[Records excerpted from a collection]
— Begin —

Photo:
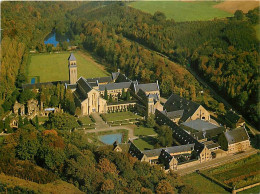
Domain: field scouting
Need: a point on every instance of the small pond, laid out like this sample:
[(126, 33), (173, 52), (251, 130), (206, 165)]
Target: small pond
[(33, 80), (54, 39), (111, 138)]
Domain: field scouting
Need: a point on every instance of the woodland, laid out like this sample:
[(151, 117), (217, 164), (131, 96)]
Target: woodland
[(224, 52)]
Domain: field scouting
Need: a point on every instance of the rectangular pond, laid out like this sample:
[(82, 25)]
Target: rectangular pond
[(111, 138)]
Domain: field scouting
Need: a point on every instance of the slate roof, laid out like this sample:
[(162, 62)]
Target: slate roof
[(100, 79), (135, 152), (147, 87), (199, 125), (114, 86), (82, 82), (211, 144), (236, 135), (72, 57), (71, 86), (175, 102), (170, 150), (209, 133), (115, 75), (174, 114), (233, 117), (181, 148), (39, 85)]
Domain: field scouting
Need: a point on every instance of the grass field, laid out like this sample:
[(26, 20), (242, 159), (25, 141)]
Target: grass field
[(141, 130), (58, 186), (54, 67), (145, 143), (257, 29), (251, 191), (85, 120), (240, 173), (182, 11), (120, 116), (202, 184)]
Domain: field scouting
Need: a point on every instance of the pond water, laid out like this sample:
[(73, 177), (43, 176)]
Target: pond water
[(54, 39), (33, 80), (111, 138)]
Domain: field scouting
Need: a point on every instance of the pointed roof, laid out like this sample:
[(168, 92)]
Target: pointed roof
[(72, 57)]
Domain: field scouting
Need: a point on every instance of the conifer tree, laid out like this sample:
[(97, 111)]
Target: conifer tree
[(105, 94)]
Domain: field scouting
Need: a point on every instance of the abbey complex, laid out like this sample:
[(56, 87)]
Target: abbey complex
[(200, 136)]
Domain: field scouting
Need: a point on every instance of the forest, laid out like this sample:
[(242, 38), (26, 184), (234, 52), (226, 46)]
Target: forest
[(47, 155), (224, 52)]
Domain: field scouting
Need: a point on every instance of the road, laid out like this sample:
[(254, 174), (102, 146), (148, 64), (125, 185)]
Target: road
[(216, 162)]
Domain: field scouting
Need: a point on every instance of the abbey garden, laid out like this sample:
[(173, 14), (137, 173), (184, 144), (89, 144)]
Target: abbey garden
[(199, 137)]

— End —

TASK STATEMENT: Except for the pictures, copy the material above exactly.

OUTPUT:
Photo:
Domain: field scouting
Need: a point on every instance of the small pond, laid out like this sample:
[(126, 33), (173, 52), (251, 130), (206, 165)]
Target: small pond
[(33, 80), (54, 39), (111, 138)]
Domain: field scouting
Need: a point on every instance of the woodland, laid out like this sample:
[(151, 117), (217, 164), (131, 96)]
Target: woodland
[(224, 52)]
Domain: field scouting
Need: a point on every instance of the rectangular pond, laid out like this sample:
[(82, 25)]
Target: rectangular pond
[(111, 138)]
Domain: field scouting
Need: a point on every instance of the slate roof, laid out like this sample:
[(162, 62)]
Target: slate roof
[(100, 79), (135, 152), (147, 87), (199, 125), (114, 86), (82, 82), (211, 144), (236, 135), (72, 57), (71, 86), (175, 102), (170, 150), (209, 133), (115, 75), (174, 114), (233, 117), (181, 148), (39, 85)]
Domain: field scouting
Need: a point on every instance of the grass field, laid out like this sample:
[(26, 20), (242, 159), (25, 141)]
Target: grass field
[(141, 130), (58, 186), (54, 67), (145, 143), (257, 29), (251, 191), (85, 120), (240, 173), (182, 11), (120, 116), (202, 184)]
Domain: field scouting
Need: a point on every instance of the pond water, laid out like this sample:
[(73, 177), (43, 176)]
Target: pond water
[(54, 39), (33, 80), (111, 138)]
Domain: field scouting
Need: a point on every instance of the pointed roof, laid out like this sample:
[(168, 92)]
Target: pointed roof
[(72, 57)]
Domain: field scouting
Need: a point on every instance of the conifer tree, laid out like this sample:
[(97, 111)]
Target: conifer tree
[(105, 94)]
Domain: field scouting
Need: a point on every instance of the abbey complex, laid out like this sample:
[(56, 87)]
Target: abbey complex
[(200, 136)]
Domain: field scouting
Need: a point on every instance of the forest, laid out like this sample:
[(242, 38), (26, 184), (234, 52), (226, 46)]
Target: forest
[(47, 155), (224, 52)]
Domain: field scouting
Need: a point on every instance of the road, laid out like this sample:
[(254, 174), (102, 146), (148, 64), (125, 185)]
Target: road
[(216, 162)]
Domain: field scouting
Need: a point on every instance of the abbey garden, laid out like this sample:
[(173, 14), (137, 173), (184, 144), (89, 144)]
Target: abbey garden
[(199, 137)]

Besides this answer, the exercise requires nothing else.